■ Metin Kesiti:
☆ ☆ ☆ ☆
Yukarıda trafik psikolojisinin bu geniş araştırma yelpazesinde psikolojinin pek çok alt alanının kendi kuramını, yaklaşımını, çalışma yöntemini kullanarak trafik konusunu incelediği belirtilmişti. Yazının bundan sonraki bölümünde genel olarak bu konunun psikolojinin hangi alt alanlarında hangi başlıklarda ele alındığı üzerinde durulacaktır.
Trafik psikolojisi ile ilgilenen endüstri psikologları, çevre psikologları ve deneysel psikologlar genellikle mühendislerle işbirliğine giderek, araçların güvenliği, çevrenin ve yolların daha elverişli hale getirilmesi, taşımacılık sisteminin yol açtığı ses ve hava kirliliği, bazı araçların rahatsızlık veren fiziksel özelliklerinin psikolojik etkileri, aracın elektronik aksamının sürücünün kolaylıkla algılayabileceği şekilde düzenlenmesi, araç kullanırken otomatikleşme, video simulasyon testi kullanarak hızlı araç kullanma davranışının incelenmesi, kazalara neden olan hataların bilişsel analizi, hız algısına ilişkin risk alma eğilimi, algısal ve motor yetenekleri ile ilişkisi gibi konularda çalışmaktadırlar.
☆ ☆ ☆ ☆
■ Veri Kümesi Kesiti:

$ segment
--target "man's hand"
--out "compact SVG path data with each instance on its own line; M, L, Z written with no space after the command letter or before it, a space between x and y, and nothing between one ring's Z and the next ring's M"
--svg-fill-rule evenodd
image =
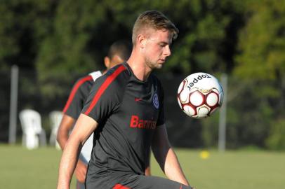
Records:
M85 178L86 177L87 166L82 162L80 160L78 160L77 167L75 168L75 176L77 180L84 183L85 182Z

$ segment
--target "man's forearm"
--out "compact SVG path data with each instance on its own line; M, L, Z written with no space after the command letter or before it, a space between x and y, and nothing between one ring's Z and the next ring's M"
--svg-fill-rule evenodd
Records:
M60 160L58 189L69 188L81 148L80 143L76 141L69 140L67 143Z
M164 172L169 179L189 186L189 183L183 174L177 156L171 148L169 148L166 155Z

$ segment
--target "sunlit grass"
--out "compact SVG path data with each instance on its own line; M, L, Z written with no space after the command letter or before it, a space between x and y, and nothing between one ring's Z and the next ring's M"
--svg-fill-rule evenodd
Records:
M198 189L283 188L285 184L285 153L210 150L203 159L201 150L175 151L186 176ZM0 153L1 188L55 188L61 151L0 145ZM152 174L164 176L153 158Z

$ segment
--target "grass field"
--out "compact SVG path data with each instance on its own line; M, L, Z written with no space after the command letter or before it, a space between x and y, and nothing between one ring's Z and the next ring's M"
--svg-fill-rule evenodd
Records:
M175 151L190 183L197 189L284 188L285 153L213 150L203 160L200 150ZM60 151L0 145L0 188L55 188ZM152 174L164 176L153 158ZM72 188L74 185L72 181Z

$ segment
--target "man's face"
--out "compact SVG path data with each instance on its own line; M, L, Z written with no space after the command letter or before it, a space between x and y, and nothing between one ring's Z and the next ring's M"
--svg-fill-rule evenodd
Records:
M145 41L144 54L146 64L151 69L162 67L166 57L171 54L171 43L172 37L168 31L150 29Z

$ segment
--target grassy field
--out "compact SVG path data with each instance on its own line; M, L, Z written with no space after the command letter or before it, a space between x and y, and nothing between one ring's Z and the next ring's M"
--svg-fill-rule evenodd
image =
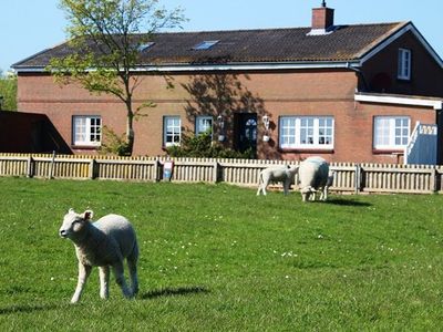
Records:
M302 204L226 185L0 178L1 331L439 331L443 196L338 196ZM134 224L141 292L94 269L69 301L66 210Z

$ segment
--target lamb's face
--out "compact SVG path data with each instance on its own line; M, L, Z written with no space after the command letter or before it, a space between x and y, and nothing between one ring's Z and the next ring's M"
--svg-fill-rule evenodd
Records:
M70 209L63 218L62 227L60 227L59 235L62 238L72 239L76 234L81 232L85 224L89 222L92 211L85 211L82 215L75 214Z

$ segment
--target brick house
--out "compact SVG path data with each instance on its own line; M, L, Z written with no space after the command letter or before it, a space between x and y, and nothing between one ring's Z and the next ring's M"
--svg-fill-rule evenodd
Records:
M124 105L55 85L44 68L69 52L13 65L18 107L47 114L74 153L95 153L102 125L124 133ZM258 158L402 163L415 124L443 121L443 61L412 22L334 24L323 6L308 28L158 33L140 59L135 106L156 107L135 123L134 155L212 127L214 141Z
☆ ☆ ☆ ☆
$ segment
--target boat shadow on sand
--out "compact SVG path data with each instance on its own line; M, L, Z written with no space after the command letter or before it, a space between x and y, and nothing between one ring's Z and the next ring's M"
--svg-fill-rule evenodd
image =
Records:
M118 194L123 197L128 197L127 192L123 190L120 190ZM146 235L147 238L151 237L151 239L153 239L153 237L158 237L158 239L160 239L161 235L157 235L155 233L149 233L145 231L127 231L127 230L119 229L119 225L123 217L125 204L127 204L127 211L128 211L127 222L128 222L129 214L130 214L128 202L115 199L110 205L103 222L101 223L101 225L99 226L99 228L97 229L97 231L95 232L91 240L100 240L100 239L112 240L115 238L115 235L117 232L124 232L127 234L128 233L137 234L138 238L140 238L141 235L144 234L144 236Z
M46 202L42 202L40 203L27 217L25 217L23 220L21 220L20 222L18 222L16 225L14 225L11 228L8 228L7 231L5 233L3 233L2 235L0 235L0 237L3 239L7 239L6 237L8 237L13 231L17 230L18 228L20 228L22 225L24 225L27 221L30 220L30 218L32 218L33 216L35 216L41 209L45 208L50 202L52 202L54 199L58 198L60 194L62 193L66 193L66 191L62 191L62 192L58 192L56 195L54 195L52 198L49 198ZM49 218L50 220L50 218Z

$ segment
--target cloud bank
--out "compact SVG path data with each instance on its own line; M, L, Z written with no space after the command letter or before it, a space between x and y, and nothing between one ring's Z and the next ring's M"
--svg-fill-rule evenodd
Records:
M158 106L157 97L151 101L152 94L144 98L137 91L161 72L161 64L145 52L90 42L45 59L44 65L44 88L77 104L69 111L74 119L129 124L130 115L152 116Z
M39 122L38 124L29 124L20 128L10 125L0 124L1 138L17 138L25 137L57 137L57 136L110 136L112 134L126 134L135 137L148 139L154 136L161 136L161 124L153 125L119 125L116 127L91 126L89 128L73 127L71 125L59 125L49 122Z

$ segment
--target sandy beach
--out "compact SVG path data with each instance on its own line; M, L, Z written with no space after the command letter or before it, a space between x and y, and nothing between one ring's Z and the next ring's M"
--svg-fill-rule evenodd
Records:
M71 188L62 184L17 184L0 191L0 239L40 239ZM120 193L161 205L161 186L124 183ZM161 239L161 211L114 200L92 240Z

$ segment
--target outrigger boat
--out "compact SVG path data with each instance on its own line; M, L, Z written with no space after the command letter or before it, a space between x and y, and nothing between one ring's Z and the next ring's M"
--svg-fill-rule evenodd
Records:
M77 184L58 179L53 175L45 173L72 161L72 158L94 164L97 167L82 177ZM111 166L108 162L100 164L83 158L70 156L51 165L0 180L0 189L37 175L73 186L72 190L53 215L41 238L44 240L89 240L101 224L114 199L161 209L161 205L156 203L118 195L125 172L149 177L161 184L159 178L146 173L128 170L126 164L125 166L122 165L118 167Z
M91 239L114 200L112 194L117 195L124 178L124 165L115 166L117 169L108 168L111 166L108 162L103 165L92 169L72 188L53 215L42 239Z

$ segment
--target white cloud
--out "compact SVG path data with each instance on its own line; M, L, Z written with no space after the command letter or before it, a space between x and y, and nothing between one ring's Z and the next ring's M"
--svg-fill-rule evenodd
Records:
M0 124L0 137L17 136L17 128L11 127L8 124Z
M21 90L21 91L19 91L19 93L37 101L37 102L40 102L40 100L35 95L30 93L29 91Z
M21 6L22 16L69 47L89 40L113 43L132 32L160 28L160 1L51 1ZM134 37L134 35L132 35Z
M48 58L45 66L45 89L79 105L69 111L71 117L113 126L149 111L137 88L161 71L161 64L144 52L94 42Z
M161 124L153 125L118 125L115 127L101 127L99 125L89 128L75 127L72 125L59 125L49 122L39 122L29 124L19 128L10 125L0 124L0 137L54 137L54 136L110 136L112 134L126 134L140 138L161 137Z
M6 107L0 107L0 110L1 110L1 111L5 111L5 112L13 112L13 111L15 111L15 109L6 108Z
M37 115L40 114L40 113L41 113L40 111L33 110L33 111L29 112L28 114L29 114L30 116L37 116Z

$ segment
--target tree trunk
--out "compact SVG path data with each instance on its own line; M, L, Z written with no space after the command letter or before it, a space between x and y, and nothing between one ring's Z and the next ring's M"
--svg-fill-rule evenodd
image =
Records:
☆ ☆ ☆ ☆
■ Metin Üzerine Sorular:
(a) Trafik psikolojisi metnini iki cümlede özetleyin.
(b) Trafik psikolojisi metninde "Yukarıda trafik psikolojisinin" sözcüklerini içeren yerle açılıp "alındığı üzerinde durulacaktır." ile kapanan bölümü aynen yazın.

■ Görev Yanıtları:
(a) Metin, psikolojinin pek çok alt alanının kendi kuramı, yaklaşımı ve çalışma yöntemiyle trafik konusunu incelediğini hatırlatır ve bundan sonraki bölümde konunun bu alt alanlarda hangi başlıklarda ele alındığının üzerinde durulacağını belirtir. Trafik psikolojisiyle ilgilenen endüstri, çevre ve deneysel psikologlar genellikle mühendislerle işbirliği yaparak araç güvenliği, çevrenin ve yolların daha elverişli hale getirilmesi, ses ve hava kirliliği, kazalara neden olan hataların bilişsel analizi ve hız algısına ilişkin risk alma eğilimi gibi konularda çalışır.

(b)
Yukarıda trafik psikolojisinin bu geniş araştırma yelpazesinde psikolojinin pek çok alt alanının kendi kuramını, yaklaşımını, çalışma yöntemini kullanarak trafik konusunu incelediği belirtilmişti. Yazının bundan sonraki bölümünde genel olarak bu konunun psikolojinin hangi alt alanlarında hangi başlıklarda ele alındığı üzerinde durulacaktır.